• **GIVEN PROBLEM**: Put the lines into a JSON list of strings, one string per line, skipping any blank lines. Begin at the line that has "--detect blue pickup truck --source image" and stop after the line that has "[214,9,337,170]".

Excerpts from a detection dataset:
Begin
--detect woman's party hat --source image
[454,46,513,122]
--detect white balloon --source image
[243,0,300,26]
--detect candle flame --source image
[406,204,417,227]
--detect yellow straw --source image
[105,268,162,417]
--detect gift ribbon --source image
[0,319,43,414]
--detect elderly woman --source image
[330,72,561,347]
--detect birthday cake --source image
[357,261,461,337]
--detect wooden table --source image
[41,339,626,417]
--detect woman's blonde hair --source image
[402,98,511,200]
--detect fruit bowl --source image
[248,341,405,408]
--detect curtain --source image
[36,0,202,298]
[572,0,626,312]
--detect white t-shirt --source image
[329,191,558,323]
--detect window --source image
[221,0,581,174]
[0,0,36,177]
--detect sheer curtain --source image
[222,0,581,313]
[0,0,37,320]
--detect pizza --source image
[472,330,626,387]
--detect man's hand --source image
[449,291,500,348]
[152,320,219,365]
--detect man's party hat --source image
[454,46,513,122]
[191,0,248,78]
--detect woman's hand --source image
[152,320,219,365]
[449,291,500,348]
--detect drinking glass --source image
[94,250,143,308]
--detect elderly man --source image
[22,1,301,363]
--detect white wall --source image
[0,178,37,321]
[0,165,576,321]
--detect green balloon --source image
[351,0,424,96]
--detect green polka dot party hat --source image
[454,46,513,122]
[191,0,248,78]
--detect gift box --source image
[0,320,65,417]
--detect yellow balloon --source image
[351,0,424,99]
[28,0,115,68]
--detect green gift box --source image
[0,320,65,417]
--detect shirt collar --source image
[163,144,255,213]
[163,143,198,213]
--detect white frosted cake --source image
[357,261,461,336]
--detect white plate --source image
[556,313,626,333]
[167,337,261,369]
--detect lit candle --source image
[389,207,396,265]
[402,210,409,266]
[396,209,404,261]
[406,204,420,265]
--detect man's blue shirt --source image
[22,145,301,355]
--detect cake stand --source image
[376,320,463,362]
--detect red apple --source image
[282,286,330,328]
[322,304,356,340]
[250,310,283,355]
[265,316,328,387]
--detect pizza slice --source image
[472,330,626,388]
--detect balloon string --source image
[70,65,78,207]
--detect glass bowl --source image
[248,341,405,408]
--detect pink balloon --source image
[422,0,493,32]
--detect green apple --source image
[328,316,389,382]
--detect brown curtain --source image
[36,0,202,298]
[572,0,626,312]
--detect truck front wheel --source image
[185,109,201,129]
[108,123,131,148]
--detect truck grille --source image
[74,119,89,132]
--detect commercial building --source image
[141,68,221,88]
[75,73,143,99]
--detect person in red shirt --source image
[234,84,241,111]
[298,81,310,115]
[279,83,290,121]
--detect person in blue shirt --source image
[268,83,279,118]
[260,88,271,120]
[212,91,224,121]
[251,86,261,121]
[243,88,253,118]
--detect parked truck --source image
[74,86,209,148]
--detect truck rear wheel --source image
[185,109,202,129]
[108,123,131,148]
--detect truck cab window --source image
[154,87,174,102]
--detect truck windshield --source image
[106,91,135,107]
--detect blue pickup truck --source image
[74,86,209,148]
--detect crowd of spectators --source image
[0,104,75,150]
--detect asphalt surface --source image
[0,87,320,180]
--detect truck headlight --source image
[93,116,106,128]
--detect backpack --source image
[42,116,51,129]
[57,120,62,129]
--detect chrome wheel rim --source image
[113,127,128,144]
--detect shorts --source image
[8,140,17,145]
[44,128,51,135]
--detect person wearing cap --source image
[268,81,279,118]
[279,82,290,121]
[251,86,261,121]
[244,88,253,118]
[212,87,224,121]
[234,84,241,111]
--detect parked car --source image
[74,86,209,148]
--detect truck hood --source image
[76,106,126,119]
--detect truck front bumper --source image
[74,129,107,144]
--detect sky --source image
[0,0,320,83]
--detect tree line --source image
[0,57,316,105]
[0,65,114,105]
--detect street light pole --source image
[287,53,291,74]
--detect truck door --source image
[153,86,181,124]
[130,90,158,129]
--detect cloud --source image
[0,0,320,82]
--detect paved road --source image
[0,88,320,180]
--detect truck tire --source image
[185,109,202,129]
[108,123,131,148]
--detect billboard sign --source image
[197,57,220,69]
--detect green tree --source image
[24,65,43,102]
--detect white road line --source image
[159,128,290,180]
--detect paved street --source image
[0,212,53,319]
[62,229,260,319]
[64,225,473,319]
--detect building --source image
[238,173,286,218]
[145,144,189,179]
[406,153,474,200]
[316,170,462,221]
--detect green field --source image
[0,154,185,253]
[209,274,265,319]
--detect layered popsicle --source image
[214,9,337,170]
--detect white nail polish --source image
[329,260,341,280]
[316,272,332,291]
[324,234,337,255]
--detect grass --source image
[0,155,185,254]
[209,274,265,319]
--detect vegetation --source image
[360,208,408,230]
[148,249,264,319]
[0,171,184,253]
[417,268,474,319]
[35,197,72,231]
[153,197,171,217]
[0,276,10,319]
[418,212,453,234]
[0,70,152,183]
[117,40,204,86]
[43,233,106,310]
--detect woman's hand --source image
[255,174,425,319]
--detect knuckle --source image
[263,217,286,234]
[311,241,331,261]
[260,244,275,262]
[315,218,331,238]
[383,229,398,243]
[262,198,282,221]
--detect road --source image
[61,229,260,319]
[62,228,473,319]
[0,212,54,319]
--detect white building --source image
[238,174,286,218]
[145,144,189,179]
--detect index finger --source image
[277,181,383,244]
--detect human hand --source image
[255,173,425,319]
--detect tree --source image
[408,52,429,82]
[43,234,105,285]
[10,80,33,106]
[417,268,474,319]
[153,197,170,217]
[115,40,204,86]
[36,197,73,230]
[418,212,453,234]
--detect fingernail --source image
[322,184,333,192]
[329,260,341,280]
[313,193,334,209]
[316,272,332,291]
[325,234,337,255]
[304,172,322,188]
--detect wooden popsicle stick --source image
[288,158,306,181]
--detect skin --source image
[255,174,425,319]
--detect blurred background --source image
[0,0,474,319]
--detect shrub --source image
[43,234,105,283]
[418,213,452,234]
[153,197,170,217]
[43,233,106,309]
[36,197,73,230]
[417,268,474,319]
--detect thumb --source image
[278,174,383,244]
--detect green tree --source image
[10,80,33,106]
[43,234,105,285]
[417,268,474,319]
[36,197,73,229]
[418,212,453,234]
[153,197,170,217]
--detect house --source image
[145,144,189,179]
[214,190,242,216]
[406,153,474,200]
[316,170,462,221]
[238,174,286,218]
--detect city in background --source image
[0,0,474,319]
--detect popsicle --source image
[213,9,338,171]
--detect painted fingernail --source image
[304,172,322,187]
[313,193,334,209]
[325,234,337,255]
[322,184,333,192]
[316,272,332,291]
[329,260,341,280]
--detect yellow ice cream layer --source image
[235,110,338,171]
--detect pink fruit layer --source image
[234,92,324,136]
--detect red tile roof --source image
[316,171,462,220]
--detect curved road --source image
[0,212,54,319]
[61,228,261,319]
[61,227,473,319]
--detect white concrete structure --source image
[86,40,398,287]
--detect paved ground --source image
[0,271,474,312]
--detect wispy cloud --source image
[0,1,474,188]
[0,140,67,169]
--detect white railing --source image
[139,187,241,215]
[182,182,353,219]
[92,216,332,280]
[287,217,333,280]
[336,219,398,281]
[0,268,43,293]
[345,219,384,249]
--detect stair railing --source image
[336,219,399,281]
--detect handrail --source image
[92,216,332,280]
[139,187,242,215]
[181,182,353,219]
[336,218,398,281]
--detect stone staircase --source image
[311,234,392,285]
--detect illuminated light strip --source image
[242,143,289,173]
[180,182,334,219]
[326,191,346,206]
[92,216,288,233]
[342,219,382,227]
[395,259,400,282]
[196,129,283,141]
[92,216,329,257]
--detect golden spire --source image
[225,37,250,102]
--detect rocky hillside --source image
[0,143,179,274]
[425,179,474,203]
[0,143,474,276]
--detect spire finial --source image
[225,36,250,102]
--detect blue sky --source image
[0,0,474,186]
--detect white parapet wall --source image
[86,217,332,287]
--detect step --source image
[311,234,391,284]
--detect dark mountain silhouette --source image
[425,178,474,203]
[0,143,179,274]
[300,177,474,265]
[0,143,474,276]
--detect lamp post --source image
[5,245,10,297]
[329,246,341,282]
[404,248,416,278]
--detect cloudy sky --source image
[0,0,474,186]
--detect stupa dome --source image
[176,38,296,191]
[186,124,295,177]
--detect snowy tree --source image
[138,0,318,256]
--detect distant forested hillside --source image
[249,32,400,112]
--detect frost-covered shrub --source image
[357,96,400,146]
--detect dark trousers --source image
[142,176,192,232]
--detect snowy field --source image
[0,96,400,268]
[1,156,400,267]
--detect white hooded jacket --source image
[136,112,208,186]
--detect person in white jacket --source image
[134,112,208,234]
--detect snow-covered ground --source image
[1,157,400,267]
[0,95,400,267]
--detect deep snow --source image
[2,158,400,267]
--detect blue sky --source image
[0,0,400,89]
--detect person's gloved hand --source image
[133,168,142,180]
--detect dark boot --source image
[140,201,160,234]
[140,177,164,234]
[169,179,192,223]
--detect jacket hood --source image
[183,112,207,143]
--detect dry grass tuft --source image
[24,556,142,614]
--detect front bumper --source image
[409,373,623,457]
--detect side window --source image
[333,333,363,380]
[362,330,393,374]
End
Begin
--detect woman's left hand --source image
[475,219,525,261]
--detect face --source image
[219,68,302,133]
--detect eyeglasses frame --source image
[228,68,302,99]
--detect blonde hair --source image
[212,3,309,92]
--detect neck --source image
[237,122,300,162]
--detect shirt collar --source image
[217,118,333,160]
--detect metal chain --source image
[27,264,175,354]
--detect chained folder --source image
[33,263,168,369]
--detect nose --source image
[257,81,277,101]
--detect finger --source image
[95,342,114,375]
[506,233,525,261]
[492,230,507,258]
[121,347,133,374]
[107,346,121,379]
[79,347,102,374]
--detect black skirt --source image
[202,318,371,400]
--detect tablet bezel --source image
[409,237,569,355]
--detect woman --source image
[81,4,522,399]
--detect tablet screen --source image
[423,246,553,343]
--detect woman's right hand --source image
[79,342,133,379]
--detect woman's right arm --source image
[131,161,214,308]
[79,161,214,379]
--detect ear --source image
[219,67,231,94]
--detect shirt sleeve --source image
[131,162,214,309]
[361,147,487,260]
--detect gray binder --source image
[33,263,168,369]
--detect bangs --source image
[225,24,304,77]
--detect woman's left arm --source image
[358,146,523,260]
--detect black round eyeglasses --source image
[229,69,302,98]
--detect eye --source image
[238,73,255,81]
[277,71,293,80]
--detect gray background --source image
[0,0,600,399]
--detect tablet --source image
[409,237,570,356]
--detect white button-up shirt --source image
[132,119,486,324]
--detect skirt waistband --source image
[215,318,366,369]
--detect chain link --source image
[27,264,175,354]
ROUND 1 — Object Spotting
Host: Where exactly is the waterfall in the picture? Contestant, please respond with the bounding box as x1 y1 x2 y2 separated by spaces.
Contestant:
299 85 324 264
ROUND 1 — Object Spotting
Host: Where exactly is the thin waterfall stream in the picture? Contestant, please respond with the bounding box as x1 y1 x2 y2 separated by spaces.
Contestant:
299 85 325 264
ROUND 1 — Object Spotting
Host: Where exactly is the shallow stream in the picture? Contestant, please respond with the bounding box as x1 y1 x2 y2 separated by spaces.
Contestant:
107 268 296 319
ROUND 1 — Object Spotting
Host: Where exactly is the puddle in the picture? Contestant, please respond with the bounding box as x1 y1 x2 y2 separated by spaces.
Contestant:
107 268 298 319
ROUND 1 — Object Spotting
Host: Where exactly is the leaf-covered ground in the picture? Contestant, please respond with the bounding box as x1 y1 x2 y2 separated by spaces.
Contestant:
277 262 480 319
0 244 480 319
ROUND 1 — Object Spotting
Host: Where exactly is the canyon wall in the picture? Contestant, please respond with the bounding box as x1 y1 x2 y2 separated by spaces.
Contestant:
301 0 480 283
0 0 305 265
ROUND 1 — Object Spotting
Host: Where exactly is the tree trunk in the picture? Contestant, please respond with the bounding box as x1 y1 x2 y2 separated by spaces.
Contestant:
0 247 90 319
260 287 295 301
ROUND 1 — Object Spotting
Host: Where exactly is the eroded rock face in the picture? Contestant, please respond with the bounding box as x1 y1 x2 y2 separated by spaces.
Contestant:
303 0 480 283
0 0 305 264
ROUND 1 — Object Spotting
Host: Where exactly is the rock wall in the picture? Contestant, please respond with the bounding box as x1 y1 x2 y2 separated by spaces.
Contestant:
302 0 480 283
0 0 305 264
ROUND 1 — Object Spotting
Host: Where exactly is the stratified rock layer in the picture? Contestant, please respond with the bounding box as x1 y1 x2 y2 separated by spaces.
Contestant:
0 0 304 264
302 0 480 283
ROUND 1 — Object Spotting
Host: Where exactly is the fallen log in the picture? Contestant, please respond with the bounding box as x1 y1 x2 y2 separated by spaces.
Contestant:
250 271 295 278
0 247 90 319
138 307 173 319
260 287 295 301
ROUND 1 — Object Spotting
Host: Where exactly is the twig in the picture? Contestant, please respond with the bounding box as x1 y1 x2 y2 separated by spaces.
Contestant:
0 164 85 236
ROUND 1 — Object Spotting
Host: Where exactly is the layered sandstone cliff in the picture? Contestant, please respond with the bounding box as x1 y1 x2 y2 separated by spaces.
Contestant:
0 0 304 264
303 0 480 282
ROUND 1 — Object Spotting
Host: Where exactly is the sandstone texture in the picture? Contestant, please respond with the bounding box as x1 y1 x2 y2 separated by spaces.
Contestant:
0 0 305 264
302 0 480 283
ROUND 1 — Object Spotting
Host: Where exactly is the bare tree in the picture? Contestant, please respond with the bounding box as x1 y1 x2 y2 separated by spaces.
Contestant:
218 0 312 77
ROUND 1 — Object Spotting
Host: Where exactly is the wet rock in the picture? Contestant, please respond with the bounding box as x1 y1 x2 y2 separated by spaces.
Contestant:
End
Begin
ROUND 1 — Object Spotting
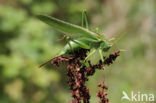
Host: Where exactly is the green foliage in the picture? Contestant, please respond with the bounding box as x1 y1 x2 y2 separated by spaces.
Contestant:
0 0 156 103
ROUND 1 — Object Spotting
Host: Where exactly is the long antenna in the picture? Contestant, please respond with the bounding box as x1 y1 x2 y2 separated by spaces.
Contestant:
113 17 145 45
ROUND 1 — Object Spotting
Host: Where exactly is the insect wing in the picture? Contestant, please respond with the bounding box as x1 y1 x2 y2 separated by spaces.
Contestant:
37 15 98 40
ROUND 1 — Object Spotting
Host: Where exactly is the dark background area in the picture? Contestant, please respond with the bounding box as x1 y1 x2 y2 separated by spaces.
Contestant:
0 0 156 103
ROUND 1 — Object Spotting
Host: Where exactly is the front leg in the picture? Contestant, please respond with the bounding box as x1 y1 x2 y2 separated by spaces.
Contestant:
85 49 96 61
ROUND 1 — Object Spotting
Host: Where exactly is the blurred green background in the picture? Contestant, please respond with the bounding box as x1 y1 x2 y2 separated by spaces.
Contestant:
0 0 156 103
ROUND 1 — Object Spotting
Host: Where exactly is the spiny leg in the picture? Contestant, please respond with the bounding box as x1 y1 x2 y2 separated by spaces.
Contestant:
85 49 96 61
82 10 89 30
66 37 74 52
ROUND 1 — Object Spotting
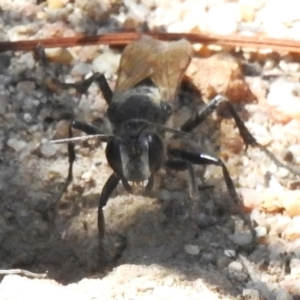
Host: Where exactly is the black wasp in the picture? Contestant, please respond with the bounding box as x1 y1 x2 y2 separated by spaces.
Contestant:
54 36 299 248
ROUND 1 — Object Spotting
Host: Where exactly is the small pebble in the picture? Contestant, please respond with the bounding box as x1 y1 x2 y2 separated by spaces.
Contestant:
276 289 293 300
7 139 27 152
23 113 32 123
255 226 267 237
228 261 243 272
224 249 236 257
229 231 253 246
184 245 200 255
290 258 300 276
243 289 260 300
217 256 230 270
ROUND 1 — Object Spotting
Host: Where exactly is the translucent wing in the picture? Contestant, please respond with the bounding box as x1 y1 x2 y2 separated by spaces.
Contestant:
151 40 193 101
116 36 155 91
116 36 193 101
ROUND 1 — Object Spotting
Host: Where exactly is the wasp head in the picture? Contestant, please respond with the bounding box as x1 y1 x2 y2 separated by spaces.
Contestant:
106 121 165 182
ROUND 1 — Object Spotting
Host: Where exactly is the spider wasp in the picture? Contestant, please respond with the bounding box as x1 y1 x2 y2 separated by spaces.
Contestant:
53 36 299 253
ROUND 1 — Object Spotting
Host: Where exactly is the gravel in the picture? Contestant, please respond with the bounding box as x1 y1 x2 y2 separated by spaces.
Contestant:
End
• **RESULT OF THIS TASK**:
[
  "--detect blue pickup truck --source image",
  "[74,86,209,148]",
  "--detect crowd of spectators --source image",
  "[0,104,75,150]",
  "--detect asphalt surface --source image",
  "[0,87,320,180]",
  "--detect truck headlight --source image",
  "[93,116,106,128]",
  "--detect backpack --source image",
  "[42,116,51,129]",
  "[57,120,62,129]",
  "--detect chrome wheel rim --source image",
  "[113,127,128,144]",
  "--detect shorts --source image",
  "[8,140,17,145]",
  "[44,128,51,135]",
  "--detect person wearing cap --source image",
  "[268,81,279,118]",
  "[279,82,290,121]",
  "[251,86,261,121]",
  "[244,88,253,118]",
  "[212,87,224,121]",
  "[234,84,241,111]",
  "--detect parked car --source image",
  "[74,86,209,148]",
  "--detect truck hood --source image",
  "[76,106,126,119]",
  "--detect truck front bumper --source image",
  "[74,129,107,144]",
  "--detect sky --source image",
  "[0,0,320,83]",
  "--detect tree line --source image",
  "[0,57,316,105]",
  "[0,65,114,105]",
  "--detect street light pole --source image",
  "[287,53,291,74]",
  "--detect truck door --source image",
  "[153,86,181,124]",
  "[130,90,158,129]",
  "--detect cloud --source image",
  "[0,0,320,82]",
  "--detect paved road --source image",
  "[0,88,320,180]",
  "--detect truck tire --source image",
  "[185,109,202,129]",
  "[108,123,131,148]",
  "--detect billboard sign --source image",
  "[197,57,220,69]",
  "--detect green tree --source image",
  "[24,65,43,102]",
  "--detect white road line --source image",
  "[159,128,290,180]",
  "--detect paved street --source image",
  "[0,212,53,319]",
  "[62,229,260,319]",
  "[64,225,473,319]",
  "--detect building --source image",
  "[238,173,286,218]",
  "[145,144,189,179]",
  "[406,153,474,200]",
  "[316,170,462,221]",
  "--detect green field --source image",
  "[0,154,185,253]",
  "[209,274,265,319]",
  "--detect layered popsicle --source image",
  "[214,9,337,170]"
]